掲載テキスト -
━━━━━━━━━━━━━━━━

部長全員が「岡本・岡本・岡本」という怪人事

岡本祥治氏:IPOプロセスの中で起きたことも、ついでにちょっと話したいなと思います。1つ目、岡本部長×3、3事業クローズ。この岡本部長×3というのは、(スライドを指して)2015年9月に証券会社と契約したときのうちの組織図ですが、部長が全部「岡本、岡本、岡本」だったんですね。

だから「岡本さん、ずいぶん多いですね」と証券会社に言われて、「親族とかですか?」と言われたんですけど。これ全部私なんですよ。要は当時は部長1人、社長も私だけみたいな状態でスタートして。証券会社から「お前、本当にこれでN-1(上場申請年度の直前期)に今から入るんだよね!? やれんの!?」みたいな感じですごく笑われました(笑)。

しかし、そのときには「やりますから進めさせてください」「とにかくそのスケジュールだけは守りますから」と言って走り出しました。本当にこんな状態からでスタートして、それでもなんとかするしかないということで進みはじめました。

あと3事業クローズに関して説明すると、当時4つの事業、今のメインの事業に加えて転職サービス、エンジニア派遣、あとは女性活用のサービスをやっていましたが、今のメイン事業以外の転職、エンジニア、女性活用のサービスは全部クローズ、もしくは営業譲渡しました。

この理由は、さっきお話したとおり、部長が私1人しかいない状態で社内のリソースも限られている中で、いろんなことに手を出しても厳しかったからです。ベンチャーなんてリソースが限られているので。

だからこそ、自分たちが一番強みを発揮しているところにとにかく集中しようと、自分たちの強みを1個だけにしました。当然売上は落ちましたが、短期間で成長してIPOを成し遂げようと思ったら、それしか選択肢がありませんでした

CFOの人選にも頭を悩ます

あとは60パーセントという、高い離職率。これもさっきお話したとおりですが、IPOを目指しはじめた2015年の7月より前に入った社員で、IPOまで残っていたのは7人だけでした。ほかはぜんぶ入れ替わりました。そのくらい激しい離職の中で、それでも進み続けました。

あとはギリギリのCFO(Chief Financial Officer:最高財務責任者)。これは何かというと、CFOは当然のようにIPOのかなり前からいないといけないと思うのですが。うちの場合は、申請期に入る前日に就任しました。証券会社との間では「申請期までにはちゃんとCFOを用意してくださいね」と言われていたので、約束は守ったよねという感じです。

結局、最後の最後まで見つからなくて、当時はまだ副部長だった現取締役CFOが元同僚を連れてきて申請のプロセスを手伝ってもらっていました。そこで「あれ、実はこの人がCFOでいいじゃん」という話になり、業務委託で3ヶ月働いて頂いた後に口説いて、そのままCFOに就任いただきました。

━━━━━━━━━━━━━━━━

一連のレコード:
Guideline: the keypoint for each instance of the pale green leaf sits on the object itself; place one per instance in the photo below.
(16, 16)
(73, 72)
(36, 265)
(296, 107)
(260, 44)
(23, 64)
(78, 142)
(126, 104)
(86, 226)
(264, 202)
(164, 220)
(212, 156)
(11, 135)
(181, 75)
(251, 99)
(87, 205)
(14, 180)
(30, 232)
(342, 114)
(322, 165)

━━━━━━━━━━━━━━━━

取り組む課題 -
1. IPOの体験談のうち、「しかし、そのときには「やりま」から「で、それでも進み続けました。」までの部分を一字一句そのまま書き写してください。
2. IPOの体験談の中で、クローズまたは営業譲渡されたとされている事業をすべて挙げてください。
3. IPOの体験談に基づいて、次の問いにそれぞれ答えてください。
(a) 組織図で示された証券会社との契約は何年何月のことですか。
(b) 2015年7月より前に入った社員のうち、IPOまで残っていたのは何人ですか。
(c) CFOに就任した人は、就任前に業務委託で何ヶ月働きましたか。

最終解答 -
1.
しかし、そのときには「やりますから進めさせてください」「とにかくそのスケジュールだけは守りますから」と言って走り出しました。本当にこんな状態からでスタートして、それでもなんとかするしかないということで進みはじめました。

あと3事業クローズに関して説明すると、当時4つの事業、今のメインの事業に加えて転職サービス、エンジニア派遣、あとは女性活用のサービスをやっていましたが、今のメイン事業以外の転職、エンジニア、女性活用のサービスは全部クローズ、もしくは営業譲渡しました。

この理由は、さっきお話したとおり、部長が私1人しかいない状態で社内のリソースも限られている中で、いろんなことに手を出しても厳しかったからです。ベンチャーなんてリソースが限られているので。

だからこそ、自分たちが一番強みを発揮しているところにとにかく集中しようと、自分たちの強みを1個だけにしました。当然売上は落ちましたが、短期間で成長してIPOを成し遂げようと思ったら、それしか選択肢がありませんでした

CFOの人選にも頭を悩ます

あとは60パーセントという、高い離職率。これもさっきお話したとおりですが、IPOを目指しはじめた2015年の7月より前に入った社員で、IPOまで残っていたのは7人だけでした。ほかはぜんぶ入れ替わりました。そのくらい激しい離職の中で、それでも進み続けました。

2.
転職サービス
エンジニア派遣
女性活用のサービス

3.
(a) 2015年9月
(b) 7人
(c) 3ヶ月